• TO DO: Can you copy out the data exactly? Leave the images out.
begin
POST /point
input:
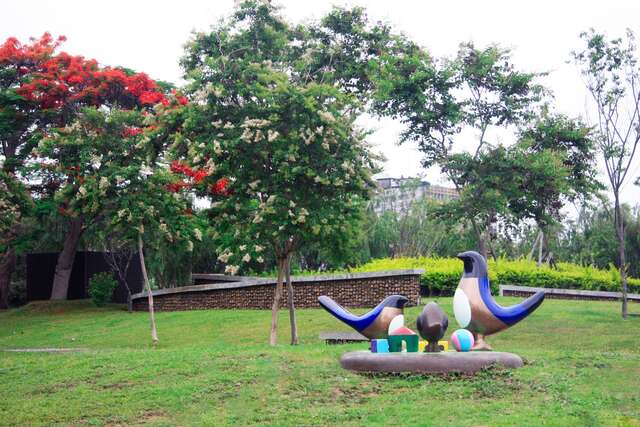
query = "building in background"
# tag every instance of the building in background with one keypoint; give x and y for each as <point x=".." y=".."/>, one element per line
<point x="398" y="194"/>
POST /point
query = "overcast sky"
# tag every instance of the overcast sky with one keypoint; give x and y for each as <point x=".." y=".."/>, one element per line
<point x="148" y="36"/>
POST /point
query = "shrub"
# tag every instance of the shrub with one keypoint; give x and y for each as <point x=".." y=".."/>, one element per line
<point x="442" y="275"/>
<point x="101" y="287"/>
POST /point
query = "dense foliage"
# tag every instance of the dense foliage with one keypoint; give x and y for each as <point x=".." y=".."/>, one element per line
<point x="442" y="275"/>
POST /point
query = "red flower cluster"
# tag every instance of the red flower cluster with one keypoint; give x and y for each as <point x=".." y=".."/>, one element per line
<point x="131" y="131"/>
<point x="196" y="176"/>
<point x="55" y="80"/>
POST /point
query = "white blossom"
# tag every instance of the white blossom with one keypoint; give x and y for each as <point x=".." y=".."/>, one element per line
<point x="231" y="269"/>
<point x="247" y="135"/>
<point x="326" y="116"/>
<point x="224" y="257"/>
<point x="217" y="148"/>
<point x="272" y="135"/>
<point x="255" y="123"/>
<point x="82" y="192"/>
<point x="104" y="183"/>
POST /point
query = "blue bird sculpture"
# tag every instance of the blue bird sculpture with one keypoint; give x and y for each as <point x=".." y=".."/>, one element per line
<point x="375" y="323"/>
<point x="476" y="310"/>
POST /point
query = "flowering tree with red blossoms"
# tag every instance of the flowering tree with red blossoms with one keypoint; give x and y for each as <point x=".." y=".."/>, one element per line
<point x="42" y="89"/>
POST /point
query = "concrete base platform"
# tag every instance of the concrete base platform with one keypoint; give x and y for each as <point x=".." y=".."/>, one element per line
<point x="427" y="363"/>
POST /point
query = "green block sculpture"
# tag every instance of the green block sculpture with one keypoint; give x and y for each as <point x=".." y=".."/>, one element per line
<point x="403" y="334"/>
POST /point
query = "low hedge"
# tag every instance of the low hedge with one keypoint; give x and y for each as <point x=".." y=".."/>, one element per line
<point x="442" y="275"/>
end
• TASK ANSWER:
POST /point
input:
query = "building in background"
# tag every instance of the building in background with one keypoint; give x and y for each as <point x=".." y=".."/>, one element per line
<point x="398" y="194"/>
POST /point
query = "overcast sky"
# tag every instance of the overcast sky with one keypoint; give x and y for each as <point x=".." y=".."/>, one element per line
<point x="148" y="36"/>
POST /point
query = "shrub"
# tag every instance of the shrub with one keypoint; give x and y for each as <point x=".." y=".."/>, one element per line
<point x="442" y="275"/>
<point x="101" y="287"/>
POST /point
query = "dense foliage"
# tag every instance of the dense foliage with one keypoint; give x and y for each as <point x=".." y=".."/>, one element per line
<point x="442" y="275"/>
POST /point
query = "red flower cluster"
# tag every instance of the red flower cluster with one keypoint; give x and y for each as <point x=".." y=".."/>, one element per line
<point x="131" y="131"/>
<point x="196" y="176"/>
<point x="55" y="80"/>
POST /point
query = "white blossom"
# tag every instance of the white blossom with one keypoint; give x and y for each as <point x=".." y=".."/>, one element per line
<point x="231" y="269"/>
<point x="247" y="135"/>
<point x="326" y="116"/>
<point x="224" y="257"/>
<point x="217" y="148"/>
<point x="272" y="135"/>
<point x="255" y="123"/>
<point x="82" y="192"/>
<point x="104" y="183"/>
POST /point
query = "blue bird sculpture"
# tag every instance of the blue bird sculpture with one keypoint; give x and y for each as <point x=".." y=".."/>, one element per line
<point x="375" y="323"/>
<point x="476" y="310"/>
POST /point
query = "flowering tree with red blossoms"
# tag every instance of the flowering tree with red blossoms with one keypoint; give x and y for each as <point x=".." y=".."/>, one element per line
<point x="42" y="89"/>
POST /point
query = "concrete base platform"
# tag every instance of the concrete base platform with one keypoint; give x and y for each as <point x=".." y=".."/>, one element per line
<point x="427" y="363"/>
POST /point
query = "green block sculpture"
# tag every instance of the green block sculpture with one keypoint; give x and y for each as <point x=".." y=".."/>, one element per line
<point x="403" y="334"/>
POST /point
query = "low hedge"
# tag every instance of the low hedge with one keypoint; give x and y for each as <point x=".." y=".."/>, one element per line
<point x="442" y="275"/>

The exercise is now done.